Input for this task:
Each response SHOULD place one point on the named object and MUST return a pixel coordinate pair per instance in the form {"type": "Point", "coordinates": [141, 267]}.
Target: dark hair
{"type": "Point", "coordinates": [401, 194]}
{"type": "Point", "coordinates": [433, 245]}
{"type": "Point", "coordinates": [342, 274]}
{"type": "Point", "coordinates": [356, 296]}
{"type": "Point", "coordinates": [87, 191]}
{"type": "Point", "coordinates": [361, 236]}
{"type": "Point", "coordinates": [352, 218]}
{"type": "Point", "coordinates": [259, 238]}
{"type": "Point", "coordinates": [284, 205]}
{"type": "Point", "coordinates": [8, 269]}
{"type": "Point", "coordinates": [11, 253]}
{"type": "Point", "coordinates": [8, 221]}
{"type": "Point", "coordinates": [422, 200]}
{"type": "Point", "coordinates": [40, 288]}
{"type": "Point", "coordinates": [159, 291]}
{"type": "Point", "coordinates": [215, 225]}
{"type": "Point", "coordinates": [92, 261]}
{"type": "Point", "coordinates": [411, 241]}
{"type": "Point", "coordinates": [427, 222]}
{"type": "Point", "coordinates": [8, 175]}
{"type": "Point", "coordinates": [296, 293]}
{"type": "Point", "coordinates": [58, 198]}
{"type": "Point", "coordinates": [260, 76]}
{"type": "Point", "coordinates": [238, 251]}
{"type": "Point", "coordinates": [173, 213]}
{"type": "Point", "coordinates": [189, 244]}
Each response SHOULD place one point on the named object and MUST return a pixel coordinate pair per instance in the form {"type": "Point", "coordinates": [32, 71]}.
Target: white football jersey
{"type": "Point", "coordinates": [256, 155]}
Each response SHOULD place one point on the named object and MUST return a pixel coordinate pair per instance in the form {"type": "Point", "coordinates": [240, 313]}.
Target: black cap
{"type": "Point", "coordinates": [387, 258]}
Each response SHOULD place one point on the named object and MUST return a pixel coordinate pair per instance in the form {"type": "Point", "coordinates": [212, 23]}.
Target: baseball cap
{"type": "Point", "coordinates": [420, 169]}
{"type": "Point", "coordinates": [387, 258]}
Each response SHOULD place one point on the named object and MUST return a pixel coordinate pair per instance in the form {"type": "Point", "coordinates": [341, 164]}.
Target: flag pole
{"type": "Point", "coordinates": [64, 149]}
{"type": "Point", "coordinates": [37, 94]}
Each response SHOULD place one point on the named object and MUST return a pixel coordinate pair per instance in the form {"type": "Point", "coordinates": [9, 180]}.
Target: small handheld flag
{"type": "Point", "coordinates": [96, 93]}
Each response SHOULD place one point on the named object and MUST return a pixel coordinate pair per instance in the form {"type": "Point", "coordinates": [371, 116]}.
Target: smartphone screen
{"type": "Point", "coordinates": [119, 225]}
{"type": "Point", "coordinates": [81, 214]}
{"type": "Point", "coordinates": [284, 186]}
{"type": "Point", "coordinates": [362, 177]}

Short task:
Set down the listing in full, keeping every word exactly as it is.

The output:
Each response SHOULD place one point on the named object and MUST return a pixel coordinate pair per instance in the form {"type": "Point", "coordinates": [141, 267]}.
Target: dark hair
{"type": "Point", "coordinates": [401, 194]}
{"type": "Point", "coordinates": [433, 245]}
{"type": "Point", "coordinates": [342, 274]}
{"type": "Point", "coordinates": [356, 296]}
{"type": "Point", "coordinates": [87, 191]}
{"type": "Point", "coordinates": [361, 236]}
{"type": "Point", "coordinates": [352, 218]}
{"type": "Point", "coordinates": [259, 238]}
{"type": "Point", "coordinates": [284, 205]}
{"type": "Point", "coordinates": [8, 269]}
{"type": "Point", "coordinates": [11, 253]}
{"type": "Point", "coordinates": [8, 221]}
{"type": "Point", "coordinates": [422, 200]}
{"type": "Point", "coordinates": [40, 288]}
{"type": "Point", "coordinates": [159, 291]}
{"type": "Point", "coordinates": [215, 225]}
{"type": "Point", "coordinates": [92, 261]}
{"type": "Point", "coordinates": [411, 241]}
{"type": "Point", "coordinates": [427, 222]}
{"type": "Point", "coordinates": [8, 175]}
{"type": "Point", "coordinates": [296, 293]}
{"type": "Point", "coordinates": [58, 198]}
{"type": "Point", "coordinates": [260, 76]}
{"type": "Point", "coordinates": [238, 251]}
{"type": "Point", "coordinates": [173, 213]}
{"type": "Point", "coordinates": [189, 244]}
Each response SHOULD place one point on the named object and MUST return a pixel coordinate pair per instance in the form {"type": "Point", "coordinates": [32, 71]}.
Target: white football jersey
{"type": "Point", "coordinates": [256, 155]}
Each response SHOULD place one point on the named object and MUST return a pixel coordinate pair per instance in the form {"type": "Point", "coordinates": [240, 313]}.
Target: black cap
{"type": "Point", "coordinates": [387, 258]}
Each response SHOULD place one point on the named object and MUST return a pixel coordinate pair per instance in the form {"type": "Point", "coordinates": [212, 23]}.
Target: baseball cap
{"type": "Point", "coordinates": [420, 169]}
{"type": "Point", "coordinates": [387, 258]}
Each response SHOULD place one point on the named object and MUST return a pixel coordinate pair per instance in the form {"type": "Point", "coordinates": [341, 164]}.
Target: flag pole
{"type": "Point", "coordinates": [64, 149]}
{"type": "Point", "coordinates": [37, 94]}
Each response SHOULD place one point on the named object and MUST return a pixel coordinate pair per instance in the form {"type": "Point", "coordinates": [9, 180]}.
Target: small handheld flag
{"type": "Point", "coordinates": [96, 93]}
Each response SHOULD place one point on the named object and MUST return a pixel coordinate pair per instance in the form {"type": "Point", "coordinates": [371, 116]}.
Target: smartphone screen
{"type": "Point", "coordinates": [119, 225]}
{"type": "Point", "coordinates": [81, 214]}
{"type": "Point", "coordinates": [284, 186]}
{"type": "Point", "coordinates": [362, 177]}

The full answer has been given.